_PROMPT_. Please output exactly the part of the records below that opens with the line containing "Query: white sneaker" and closes with the line containing "Query: black sneaker", both lines included, and nothing else.

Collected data
#####
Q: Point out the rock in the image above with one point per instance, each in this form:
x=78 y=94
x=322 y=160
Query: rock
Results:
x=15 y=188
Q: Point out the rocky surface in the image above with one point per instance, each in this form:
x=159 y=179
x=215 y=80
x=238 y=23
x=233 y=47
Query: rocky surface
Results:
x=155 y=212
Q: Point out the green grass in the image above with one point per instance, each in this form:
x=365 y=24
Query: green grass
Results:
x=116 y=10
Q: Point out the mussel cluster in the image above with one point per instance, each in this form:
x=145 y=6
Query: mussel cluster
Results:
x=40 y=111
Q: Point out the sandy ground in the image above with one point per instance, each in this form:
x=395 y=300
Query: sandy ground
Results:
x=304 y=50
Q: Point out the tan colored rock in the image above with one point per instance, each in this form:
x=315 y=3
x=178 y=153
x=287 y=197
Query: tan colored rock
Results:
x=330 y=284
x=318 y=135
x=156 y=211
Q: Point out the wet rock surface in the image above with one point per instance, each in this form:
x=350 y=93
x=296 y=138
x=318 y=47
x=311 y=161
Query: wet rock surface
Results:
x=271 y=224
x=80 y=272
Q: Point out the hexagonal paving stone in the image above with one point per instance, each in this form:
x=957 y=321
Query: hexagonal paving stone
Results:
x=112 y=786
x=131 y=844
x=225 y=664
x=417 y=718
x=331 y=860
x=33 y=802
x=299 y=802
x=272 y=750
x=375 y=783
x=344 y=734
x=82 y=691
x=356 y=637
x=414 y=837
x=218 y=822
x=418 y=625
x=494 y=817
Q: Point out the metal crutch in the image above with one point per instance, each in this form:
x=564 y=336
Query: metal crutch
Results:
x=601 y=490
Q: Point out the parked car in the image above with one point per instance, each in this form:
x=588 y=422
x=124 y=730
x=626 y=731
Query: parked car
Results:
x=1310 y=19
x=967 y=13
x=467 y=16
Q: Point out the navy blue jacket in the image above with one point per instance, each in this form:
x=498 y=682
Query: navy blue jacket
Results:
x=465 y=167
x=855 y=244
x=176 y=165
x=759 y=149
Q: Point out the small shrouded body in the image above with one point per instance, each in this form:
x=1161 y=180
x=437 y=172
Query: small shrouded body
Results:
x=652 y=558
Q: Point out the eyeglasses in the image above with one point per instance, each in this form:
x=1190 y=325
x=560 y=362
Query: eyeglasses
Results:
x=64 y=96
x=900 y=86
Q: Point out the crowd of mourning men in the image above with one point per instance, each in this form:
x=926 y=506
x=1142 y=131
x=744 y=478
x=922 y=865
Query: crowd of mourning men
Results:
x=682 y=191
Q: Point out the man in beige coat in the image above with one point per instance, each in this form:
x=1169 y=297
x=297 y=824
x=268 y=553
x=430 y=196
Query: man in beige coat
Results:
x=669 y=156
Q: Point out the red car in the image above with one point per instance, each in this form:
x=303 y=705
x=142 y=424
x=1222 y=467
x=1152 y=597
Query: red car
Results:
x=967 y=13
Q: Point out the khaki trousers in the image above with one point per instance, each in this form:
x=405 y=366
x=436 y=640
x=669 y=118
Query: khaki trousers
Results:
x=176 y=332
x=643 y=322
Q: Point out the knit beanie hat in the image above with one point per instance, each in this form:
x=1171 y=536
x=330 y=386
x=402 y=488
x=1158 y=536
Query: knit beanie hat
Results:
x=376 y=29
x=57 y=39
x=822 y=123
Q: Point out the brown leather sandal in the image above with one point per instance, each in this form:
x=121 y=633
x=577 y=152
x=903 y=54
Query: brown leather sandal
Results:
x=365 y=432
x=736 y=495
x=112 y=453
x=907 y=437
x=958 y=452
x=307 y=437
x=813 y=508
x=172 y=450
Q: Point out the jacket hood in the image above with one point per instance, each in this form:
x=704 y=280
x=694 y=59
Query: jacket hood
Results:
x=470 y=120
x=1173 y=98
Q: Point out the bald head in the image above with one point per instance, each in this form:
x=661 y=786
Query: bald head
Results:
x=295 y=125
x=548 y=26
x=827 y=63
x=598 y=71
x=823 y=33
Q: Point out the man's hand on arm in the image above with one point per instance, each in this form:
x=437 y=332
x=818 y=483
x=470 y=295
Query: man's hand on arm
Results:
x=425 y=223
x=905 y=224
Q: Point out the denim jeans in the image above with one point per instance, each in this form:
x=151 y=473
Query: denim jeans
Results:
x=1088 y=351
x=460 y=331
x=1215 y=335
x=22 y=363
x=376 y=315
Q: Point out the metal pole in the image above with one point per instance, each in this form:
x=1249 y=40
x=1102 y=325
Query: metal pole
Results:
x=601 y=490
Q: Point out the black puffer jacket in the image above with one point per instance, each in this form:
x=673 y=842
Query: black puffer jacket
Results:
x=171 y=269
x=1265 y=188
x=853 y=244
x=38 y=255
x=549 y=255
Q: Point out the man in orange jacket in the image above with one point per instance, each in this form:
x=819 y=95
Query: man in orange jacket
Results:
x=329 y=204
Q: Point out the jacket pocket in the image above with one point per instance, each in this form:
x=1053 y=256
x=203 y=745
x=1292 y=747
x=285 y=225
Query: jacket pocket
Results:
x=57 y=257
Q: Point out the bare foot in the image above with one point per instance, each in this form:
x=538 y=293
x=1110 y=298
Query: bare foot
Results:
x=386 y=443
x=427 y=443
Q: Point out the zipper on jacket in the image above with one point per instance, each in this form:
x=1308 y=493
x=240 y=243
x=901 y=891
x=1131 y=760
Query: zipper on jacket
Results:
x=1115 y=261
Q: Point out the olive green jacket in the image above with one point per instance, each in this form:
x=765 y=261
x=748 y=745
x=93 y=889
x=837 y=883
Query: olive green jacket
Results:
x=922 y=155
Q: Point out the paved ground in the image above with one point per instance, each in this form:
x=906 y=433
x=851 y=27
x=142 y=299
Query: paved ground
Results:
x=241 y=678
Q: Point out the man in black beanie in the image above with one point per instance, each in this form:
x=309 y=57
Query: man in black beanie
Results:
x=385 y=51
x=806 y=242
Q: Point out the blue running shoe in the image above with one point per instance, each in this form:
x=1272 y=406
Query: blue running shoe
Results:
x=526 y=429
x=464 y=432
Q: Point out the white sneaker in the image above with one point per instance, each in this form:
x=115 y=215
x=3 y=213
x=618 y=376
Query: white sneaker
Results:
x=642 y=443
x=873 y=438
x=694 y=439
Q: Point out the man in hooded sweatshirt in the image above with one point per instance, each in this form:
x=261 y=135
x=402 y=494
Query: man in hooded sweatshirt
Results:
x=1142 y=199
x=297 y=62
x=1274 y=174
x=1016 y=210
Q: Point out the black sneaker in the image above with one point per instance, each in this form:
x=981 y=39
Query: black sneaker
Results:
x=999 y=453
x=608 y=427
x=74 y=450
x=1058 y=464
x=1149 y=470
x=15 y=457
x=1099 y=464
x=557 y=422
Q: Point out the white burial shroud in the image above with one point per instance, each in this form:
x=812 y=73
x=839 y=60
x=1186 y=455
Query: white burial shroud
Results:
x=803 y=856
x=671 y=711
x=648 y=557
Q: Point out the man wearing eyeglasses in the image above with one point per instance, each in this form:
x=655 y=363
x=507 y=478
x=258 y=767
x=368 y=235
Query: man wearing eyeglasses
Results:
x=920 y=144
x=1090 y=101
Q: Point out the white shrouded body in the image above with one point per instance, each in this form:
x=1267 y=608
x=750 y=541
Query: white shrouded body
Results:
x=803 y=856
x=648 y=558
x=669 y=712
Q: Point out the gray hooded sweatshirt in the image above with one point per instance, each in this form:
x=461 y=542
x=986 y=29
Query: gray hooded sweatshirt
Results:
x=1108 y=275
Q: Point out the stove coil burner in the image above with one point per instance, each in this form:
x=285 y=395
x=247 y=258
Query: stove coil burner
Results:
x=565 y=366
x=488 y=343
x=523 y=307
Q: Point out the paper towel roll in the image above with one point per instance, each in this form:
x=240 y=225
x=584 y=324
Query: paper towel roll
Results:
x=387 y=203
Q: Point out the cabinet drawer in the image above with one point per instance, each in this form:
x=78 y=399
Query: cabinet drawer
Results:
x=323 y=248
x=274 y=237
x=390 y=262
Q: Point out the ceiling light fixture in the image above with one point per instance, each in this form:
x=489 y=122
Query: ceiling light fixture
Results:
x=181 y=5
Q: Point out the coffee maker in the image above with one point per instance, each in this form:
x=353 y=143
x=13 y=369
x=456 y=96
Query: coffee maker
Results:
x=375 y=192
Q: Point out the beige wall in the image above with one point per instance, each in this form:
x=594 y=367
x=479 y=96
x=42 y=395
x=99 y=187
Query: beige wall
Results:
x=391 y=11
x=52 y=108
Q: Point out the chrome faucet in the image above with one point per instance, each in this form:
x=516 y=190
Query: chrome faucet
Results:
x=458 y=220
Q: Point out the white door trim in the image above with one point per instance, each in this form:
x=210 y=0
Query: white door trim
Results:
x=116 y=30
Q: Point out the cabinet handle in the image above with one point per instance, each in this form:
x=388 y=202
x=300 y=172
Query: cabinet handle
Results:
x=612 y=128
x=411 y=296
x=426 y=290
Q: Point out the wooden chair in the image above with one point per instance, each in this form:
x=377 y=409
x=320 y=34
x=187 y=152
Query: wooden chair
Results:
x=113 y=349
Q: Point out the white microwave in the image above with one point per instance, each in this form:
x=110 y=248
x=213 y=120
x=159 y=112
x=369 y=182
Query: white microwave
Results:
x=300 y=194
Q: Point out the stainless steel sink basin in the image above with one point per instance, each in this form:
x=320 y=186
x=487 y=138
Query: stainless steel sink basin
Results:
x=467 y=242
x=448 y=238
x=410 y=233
#####
_WRITTEN RESPONSE_.
Query: white sneaker
Results:
x=642 y=443
x=873 y=438
x=694 y=439
Q: Point out the man in hooded sweatshirt in the image above with one point per instance, each in this form:
x=261 y=135
x=402 y=494
Query: man in hooded sweatshirt
Results:
x=1142 y=199
x=297 y=62
x=1274 y=174
x=1016 y=210
Q: Point out the black sneaker in the image above with one point per instance, each in this form:
x=981 y=39
Query: black sneaker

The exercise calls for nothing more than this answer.